- [Records for the task]
***
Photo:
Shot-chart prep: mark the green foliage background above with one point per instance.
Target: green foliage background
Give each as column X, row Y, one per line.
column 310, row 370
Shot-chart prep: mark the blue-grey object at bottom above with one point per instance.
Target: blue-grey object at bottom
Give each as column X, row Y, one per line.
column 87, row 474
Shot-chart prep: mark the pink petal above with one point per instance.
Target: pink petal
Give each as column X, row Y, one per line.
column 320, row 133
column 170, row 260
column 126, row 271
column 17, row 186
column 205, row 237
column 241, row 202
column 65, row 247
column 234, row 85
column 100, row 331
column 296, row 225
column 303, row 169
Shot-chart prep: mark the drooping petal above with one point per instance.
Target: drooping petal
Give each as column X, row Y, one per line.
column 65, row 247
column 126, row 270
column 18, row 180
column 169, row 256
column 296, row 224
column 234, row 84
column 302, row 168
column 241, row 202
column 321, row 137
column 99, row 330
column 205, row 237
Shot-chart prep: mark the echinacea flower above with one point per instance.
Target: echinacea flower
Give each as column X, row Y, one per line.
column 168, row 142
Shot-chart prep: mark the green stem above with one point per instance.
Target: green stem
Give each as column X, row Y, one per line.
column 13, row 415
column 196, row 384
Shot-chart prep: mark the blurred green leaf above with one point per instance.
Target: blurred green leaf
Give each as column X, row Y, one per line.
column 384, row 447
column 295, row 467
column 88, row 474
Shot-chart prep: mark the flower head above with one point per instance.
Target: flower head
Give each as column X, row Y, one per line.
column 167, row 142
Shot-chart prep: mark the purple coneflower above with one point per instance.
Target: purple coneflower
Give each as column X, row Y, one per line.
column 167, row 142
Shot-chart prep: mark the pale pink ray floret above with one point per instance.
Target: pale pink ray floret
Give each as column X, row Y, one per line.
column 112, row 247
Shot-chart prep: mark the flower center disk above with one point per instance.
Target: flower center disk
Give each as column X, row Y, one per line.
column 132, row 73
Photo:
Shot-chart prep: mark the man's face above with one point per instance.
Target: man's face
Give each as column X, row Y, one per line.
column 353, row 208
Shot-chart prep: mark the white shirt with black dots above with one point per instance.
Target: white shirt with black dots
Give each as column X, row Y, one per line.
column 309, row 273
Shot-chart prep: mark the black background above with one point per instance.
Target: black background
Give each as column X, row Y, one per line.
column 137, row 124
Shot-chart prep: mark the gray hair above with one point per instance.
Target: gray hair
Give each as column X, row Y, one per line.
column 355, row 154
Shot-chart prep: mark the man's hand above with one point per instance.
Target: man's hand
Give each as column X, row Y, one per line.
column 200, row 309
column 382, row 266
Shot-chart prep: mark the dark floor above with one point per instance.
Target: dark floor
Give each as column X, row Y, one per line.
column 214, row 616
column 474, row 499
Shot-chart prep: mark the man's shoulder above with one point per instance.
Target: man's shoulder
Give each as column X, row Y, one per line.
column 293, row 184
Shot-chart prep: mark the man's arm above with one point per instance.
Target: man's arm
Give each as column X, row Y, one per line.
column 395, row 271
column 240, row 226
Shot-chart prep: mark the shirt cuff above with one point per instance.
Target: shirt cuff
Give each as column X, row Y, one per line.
***
- [Exercise goal] From the line containing "Target: gray hair" through the end of the material, print each line exactly as it appears.

- [Solution]
Target: gray hair
Give each as column X, row Y, one per line.
column 355, row 154
Shot-chart prep: mark the man's hand above with one point per instance.
Target: man's hand
Give each as column X, row Y, one per line.
column 200, row 309
column 382, row 266
Shot-chart prep: mark the dark floor above with one point per instance.
Target: dark floor
Give each as column X, row Y, one per line.
column 214, row 616
column 474, row 499
Shot-chart prep: mark the man's shoulder above with one point per instance.
Target: man's shoulder
Give each as column X, row Y, one per line.
column 293, row 184
Shot-chart prep: mark the man's arm above with one point per instance.
Target: man's arm
Give each as column X, row Y, one per line.
column 395, row 271
column 240, row 226
Shot-chart prep: mark the shirt cuff above with one point per instance.
Target: shirt cuff
Give each as column X, row Y, one per line.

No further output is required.